DESCRIPTION OF THE TASK ▸ Omit any picture, and return the remaining data exactly as written.
-- START DATA FOR THE TASK --
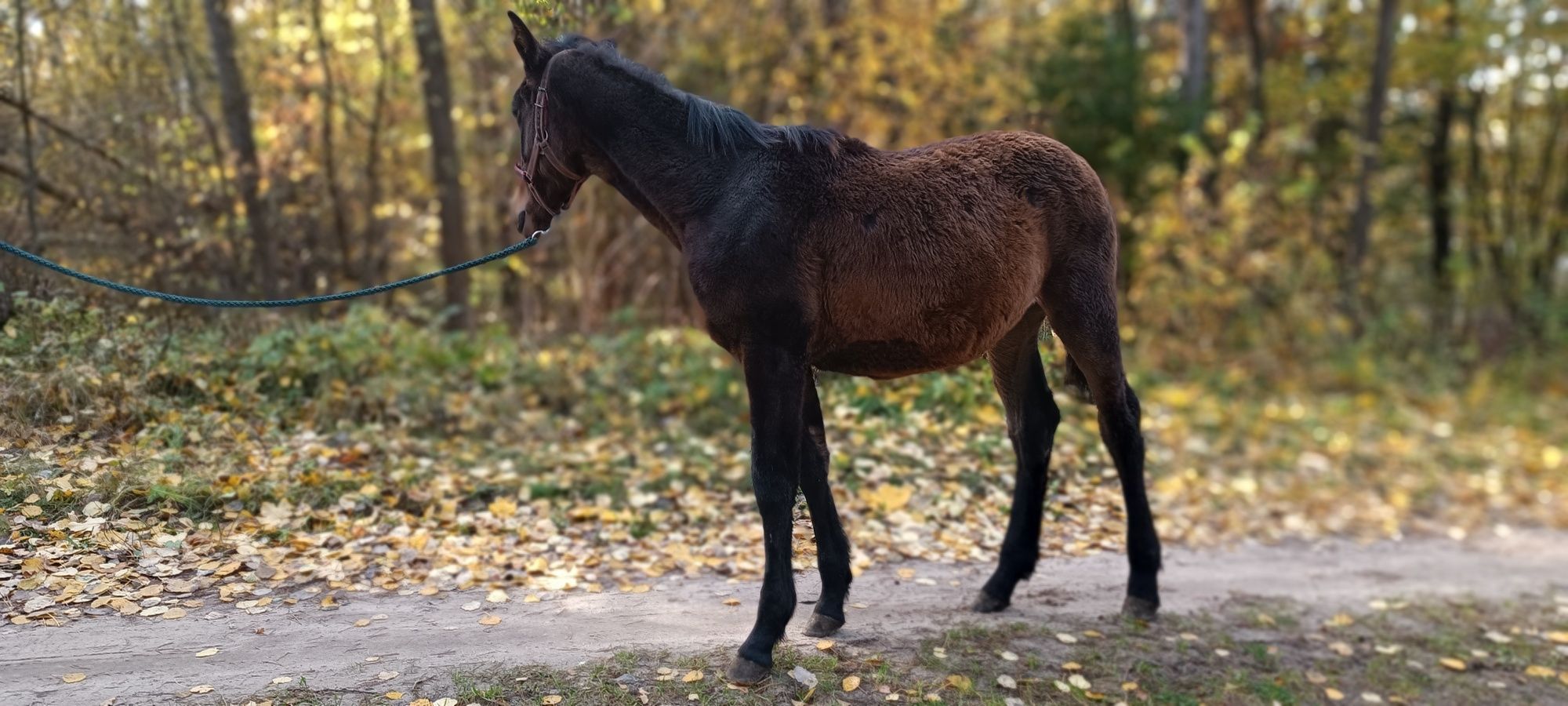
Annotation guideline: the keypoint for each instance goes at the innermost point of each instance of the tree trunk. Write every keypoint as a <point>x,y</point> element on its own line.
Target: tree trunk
<point>27,123</point>
<point>242,137</point>
<point>1440,170</point>
<point>1196,62</point>
<point>1440,176</point>
<point>335,194</point>
<point>372,257</point>
<point>1371,147</point>
<point>445,155</point>
<point>1255,46</point>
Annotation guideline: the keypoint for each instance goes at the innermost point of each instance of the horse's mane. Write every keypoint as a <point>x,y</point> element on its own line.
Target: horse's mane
<point>713,126</point>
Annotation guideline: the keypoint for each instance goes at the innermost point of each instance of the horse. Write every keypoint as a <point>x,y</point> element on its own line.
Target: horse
<point>810,250</point>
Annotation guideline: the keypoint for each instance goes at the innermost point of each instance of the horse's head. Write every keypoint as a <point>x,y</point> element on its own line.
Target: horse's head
<point>550,169</point>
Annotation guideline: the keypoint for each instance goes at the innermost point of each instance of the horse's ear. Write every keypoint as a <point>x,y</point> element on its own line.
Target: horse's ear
<point>528,46</point>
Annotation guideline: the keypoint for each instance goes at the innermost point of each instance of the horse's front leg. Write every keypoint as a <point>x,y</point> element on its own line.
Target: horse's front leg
<point>777,382</point>
<point>833,547</point>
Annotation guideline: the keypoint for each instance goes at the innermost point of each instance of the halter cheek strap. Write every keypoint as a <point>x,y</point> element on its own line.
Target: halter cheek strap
<point>542,144</point>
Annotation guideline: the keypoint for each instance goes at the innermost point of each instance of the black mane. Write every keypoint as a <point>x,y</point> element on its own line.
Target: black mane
<point>713,126</point>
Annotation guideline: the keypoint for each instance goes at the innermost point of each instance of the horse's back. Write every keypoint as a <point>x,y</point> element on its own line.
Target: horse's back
<point>929,257</point>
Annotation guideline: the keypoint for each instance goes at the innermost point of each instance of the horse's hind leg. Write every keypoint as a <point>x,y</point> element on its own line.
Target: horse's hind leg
<point>1075,380</point>
<point>833,547</point>
<point>1033,424</point>
<point>1081,305</point>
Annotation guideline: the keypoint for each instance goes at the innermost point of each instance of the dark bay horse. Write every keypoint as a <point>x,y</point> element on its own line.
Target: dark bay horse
<point>810,252</point>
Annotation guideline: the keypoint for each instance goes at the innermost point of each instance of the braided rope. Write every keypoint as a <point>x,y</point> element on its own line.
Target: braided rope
<point>35,260</point>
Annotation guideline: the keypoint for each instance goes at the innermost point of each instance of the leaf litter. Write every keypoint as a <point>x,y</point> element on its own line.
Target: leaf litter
<point>104,525</point>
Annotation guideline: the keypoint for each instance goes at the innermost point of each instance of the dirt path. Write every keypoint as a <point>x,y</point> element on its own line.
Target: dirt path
<point>426,639</point>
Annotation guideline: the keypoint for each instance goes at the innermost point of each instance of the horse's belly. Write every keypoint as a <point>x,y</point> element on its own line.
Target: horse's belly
<point>899,337</point>
<point>887,360</point>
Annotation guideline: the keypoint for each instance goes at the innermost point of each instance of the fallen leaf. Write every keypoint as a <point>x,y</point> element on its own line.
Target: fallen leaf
<point>1340,620</point>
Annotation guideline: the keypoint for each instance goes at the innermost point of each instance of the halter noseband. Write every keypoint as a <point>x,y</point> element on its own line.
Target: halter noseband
<point>542,140</point>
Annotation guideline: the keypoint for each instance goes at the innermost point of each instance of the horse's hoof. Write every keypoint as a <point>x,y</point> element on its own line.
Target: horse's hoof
<point>990,605</point>
<point>822,625</point>
<point>1141,610</point>
<point>746,672</point>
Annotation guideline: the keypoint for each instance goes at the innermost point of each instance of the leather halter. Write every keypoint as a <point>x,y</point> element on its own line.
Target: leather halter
<point>542,142</point>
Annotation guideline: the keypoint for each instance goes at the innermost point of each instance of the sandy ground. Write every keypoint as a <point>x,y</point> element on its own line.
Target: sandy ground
-- END DATA FOR THE TASK --
EXPECTED ANSWER ▸
Annotation guideline: the keypoint for each instance goes at the innermost point of each instance of the tree trunk. Write every keypoint as a <point>x,y</point> element on its own line.
Target: tree trunk
<point>27,123</point>
<point>242,137</point>
<point>1440,170</point>
<point>1196,62</point>
<point>1440,176</point>
<point>335,194</point>
<point>372,257</point>
<point>1371,147</point>
<point>445,155</point>
<point>1255,46</point>
Annotation guideline: the keypoint for each instance goes at the innermost point of each instance of the horse's mane. Write every keypoint as a <point>x,y</point> element on its own line.
Target: horse's mane
<point>713,126</point>
Annotation guideline: the keypoint for each instance goes at the innermost point of each instance of the horse. Write every keypoint as a <point>x,y</point> element on its own line.
Target: horse
<point>810,250</point>
Annotation guideline: the keypoint for each instance goes at the innermost point of each instance of the horse's head. Write every keypoint as a <point>x,y</point> element on its own line.
Target: horse's head
<point>550,169</point>
Annotation guideline: the keypoint for each instance goes at the innermost point of each instance of the horse's ear. Write every keypoint as a <point>x,y</point> element on its own line.
Target: horse's ear
<point>528,46</point>
Annotation guideline: the keypoint for each instance goes at the innermost point of each instance of the horse's front leg. Write every keypoint as a <point>x,y</point> element on its own line.
Target: horse's front leg
<point>777,382</point>
<point>833,547</point>
Annotation guideline: the keypoint for each instance goes at the innermost point of each instance of the halter cheek strap. Write every keypoint as a <point>x,y</point> element on its own line.
Target: halter cheek strap
<point>542,144</point>
Annotation guideline: the keypoint for each instance goes at the innermost point of each instance of the black mane. Write every keypoint as a <point>x,y</point> element on its own line.
Target: black mane
<point>713,126</point>
Annotation guideline: the keypoint for each instance goes at the innermost point of each instance of the horse's back. Write every keypoint as a <point>x,y</point> element on its own line.
Target: horse's back
<point>929,257</point>
Annotation guideline: the keypoint for each instance goes at the innermost point of each instance of the horse's hind leg. Write every keypoint as a <point>x,y</point> element on its own line.
Target: horse's hind leg
<point>1075,380</point>
<point>833,547</point>
<point>1033,424</point>
<point>1081,305</point>
Annotation guideline: the keypoint for each instance goes at the innermost point of each instance of the dark bay horse. Write every keypoint as a <point>x,y</point> element on its own line.
Target: dark bay horse
<point>810,252</point>
Annotation guideline: the keypoint for each instance goes at the innermost point of each instance of the braided rope. Write every keypoint as a <point>x,y</point> element on its own line.
Target: braided rope
<point>35,260</point>
Annotation guideline: the keypoint for each instance goes at the innermost point of each instance of the leaf litter. Write every keypoint as a <point>x,y</point> element on its own line.
Target: leaf litter
<point>104,525</point>
Annotation guideline: the keypoint for each instance goes at the innermost point of each instance of the dirt path. Write every keypoint as a <point>x,y</point> element on its own line.
Target: dirt path
<point>426,639</point>
Annotation guideline: the keypoint for each instance goes at the innermost point of each instance of the horse's belly. Write every keypoint as a <point>x,y</point> element on its own line.
Target: horse's belly
<point>899,337</point>
<point>887,360</point>
Annotation guideline: the keypoint for each instance goes at the innermost point of each instance of the fallen leaf. Write every keypoint as a <point>x,y</point> element on its own line.
Target: fallen leaf
<point>1340,620</point>
Annotation guideline: the keypoint for each instance goes at the innermost point of each instance of the halter noseband. Write every keypoint as a <point>x,y</point> element on its own line.
Target: halter noseband
<point>542,140</point>
Annotation guideline: the keypoint for each instance goes at the innermost point of each instance of the horse's hoof. Write every keypoint as a <point>x,y</point> element on its own line.
Target: horse's hoof
<point>990,605</point>
<point>822,625</point>
<point>1141,610</point>
<point>746,672</point>
Annotation guideline: the keypoint for each instance goes at the innermost point of each instance of the leather halter. Write every keypoint as a <point>x,y</point> element on its own line.
Target: leather halter
<point>542,142</point>
Annotation guideline: the keypoint for each instance goes at the innermost point of each instance of the sandy ground. Write every keypoint as a <point>x,y</point> element on its own line.
Target: sandy ground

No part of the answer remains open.